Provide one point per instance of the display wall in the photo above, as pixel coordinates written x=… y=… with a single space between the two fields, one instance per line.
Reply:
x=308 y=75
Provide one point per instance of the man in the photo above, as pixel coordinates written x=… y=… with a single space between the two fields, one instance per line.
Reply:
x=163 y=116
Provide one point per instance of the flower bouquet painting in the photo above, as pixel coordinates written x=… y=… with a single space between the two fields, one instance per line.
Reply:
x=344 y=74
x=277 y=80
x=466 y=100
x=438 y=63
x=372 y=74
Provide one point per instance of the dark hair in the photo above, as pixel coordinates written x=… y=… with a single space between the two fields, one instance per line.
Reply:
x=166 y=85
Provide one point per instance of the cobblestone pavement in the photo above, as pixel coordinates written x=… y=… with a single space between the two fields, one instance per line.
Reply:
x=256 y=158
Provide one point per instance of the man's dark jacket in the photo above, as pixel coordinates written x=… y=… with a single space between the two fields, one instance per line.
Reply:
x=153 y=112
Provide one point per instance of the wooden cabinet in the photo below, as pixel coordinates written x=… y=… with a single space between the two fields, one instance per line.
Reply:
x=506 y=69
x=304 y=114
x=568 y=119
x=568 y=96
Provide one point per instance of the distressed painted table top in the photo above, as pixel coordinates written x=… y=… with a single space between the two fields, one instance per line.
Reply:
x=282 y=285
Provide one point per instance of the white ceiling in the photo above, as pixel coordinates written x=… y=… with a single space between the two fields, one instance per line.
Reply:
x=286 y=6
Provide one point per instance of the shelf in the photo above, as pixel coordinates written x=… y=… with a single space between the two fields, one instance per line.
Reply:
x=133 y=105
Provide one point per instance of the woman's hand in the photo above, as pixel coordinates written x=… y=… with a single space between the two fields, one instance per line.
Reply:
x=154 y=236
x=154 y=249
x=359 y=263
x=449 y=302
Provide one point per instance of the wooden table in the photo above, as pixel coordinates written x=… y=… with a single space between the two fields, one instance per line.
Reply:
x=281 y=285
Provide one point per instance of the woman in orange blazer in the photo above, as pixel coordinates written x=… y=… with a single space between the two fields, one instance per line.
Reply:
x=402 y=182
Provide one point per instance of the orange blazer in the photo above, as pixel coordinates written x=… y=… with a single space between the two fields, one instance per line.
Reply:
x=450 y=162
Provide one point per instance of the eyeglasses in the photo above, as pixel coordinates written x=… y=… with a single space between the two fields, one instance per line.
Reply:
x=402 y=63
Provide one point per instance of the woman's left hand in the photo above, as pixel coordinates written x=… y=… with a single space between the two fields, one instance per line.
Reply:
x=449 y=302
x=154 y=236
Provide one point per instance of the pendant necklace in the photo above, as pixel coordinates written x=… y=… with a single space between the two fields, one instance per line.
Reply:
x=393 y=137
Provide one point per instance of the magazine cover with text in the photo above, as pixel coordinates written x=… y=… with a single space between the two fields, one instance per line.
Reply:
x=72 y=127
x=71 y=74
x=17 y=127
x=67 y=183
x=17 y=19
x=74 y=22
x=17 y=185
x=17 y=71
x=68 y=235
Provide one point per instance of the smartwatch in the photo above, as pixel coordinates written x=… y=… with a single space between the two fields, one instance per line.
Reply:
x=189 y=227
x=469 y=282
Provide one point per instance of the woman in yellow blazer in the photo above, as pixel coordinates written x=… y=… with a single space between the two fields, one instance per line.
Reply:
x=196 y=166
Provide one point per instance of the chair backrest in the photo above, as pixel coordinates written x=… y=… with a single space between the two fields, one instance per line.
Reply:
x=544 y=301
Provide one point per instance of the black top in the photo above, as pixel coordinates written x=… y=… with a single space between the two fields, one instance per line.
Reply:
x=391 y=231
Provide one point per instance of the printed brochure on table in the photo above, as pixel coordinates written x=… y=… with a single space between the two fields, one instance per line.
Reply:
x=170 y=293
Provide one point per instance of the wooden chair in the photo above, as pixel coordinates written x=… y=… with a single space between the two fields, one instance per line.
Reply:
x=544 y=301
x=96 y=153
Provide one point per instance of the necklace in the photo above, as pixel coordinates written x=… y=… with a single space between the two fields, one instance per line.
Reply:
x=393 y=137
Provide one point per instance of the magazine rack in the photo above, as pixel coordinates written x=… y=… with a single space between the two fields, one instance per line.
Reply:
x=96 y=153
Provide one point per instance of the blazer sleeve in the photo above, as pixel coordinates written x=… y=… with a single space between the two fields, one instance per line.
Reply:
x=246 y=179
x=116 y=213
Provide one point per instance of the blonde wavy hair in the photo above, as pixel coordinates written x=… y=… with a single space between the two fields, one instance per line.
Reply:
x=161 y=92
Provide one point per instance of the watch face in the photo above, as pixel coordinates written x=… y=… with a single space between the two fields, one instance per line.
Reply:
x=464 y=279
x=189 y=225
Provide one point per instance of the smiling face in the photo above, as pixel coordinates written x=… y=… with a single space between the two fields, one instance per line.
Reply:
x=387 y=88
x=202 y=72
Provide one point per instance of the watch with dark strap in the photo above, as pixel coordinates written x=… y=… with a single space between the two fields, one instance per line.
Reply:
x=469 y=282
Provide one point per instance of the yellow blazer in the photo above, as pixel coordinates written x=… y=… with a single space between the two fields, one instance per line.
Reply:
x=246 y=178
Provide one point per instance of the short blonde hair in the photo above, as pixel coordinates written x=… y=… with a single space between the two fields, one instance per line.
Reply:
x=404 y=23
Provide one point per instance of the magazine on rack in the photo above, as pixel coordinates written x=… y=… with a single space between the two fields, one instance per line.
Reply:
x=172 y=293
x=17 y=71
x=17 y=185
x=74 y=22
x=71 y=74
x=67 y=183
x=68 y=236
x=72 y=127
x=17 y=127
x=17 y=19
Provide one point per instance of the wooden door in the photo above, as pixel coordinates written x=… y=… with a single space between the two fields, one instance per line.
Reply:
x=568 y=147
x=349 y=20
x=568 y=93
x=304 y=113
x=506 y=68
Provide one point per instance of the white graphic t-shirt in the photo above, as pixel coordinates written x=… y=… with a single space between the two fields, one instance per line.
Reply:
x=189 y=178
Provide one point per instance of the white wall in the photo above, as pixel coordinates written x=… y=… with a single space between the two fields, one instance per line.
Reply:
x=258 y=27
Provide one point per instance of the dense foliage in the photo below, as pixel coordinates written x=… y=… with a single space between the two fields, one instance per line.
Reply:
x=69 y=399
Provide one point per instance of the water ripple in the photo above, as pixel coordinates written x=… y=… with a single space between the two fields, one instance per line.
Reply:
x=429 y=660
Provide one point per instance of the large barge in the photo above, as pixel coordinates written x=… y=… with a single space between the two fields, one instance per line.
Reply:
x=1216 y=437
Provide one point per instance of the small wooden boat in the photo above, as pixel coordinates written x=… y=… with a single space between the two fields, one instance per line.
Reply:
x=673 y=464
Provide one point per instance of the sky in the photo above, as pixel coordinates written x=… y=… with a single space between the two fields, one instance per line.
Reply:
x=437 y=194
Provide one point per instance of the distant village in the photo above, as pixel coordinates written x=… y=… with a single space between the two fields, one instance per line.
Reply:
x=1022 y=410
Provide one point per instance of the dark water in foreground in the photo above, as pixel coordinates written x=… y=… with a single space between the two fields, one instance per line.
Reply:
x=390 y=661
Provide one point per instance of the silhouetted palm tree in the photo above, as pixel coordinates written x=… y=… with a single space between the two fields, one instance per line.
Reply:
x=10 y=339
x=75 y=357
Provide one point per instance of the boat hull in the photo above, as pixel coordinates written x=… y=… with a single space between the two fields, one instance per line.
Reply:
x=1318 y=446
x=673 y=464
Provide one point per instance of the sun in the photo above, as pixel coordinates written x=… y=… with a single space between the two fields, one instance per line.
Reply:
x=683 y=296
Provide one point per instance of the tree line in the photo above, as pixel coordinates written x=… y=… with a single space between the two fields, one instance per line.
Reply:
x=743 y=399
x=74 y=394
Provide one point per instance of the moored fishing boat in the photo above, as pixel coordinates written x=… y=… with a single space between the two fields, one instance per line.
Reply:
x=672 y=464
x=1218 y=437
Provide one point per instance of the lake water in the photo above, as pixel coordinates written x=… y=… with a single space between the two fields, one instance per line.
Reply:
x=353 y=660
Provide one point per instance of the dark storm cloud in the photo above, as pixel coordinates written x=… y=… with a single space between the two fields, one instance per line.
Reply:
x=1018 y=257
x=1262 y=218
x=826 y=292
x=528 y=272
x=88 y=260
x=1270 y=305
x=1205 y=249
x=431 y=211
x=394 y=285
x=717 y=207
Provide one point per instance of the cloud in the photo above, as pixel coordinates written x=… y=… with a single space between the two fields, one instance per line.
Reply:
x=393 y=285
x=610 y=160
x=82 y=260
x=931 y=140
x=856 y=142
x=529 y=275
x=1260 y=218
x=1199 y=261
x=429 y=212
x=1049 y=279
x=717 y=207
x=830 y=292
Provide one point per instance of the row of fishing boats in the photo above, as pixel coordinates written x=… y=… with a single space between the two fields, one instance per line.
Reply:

══════

_WHAT YOU WILL DO_
Pull every line containing "wall" out of the data above.

_REPLY_
Provide one point per instance of the display wall in the photo above, as pixel coordinates written x=… y=… with a single space between the two fields, one instance per line.
Provide one point per instance of the white wall in the photo above, as pixel coordinates written x=… y=… with a single space between the two fields, one instance per line.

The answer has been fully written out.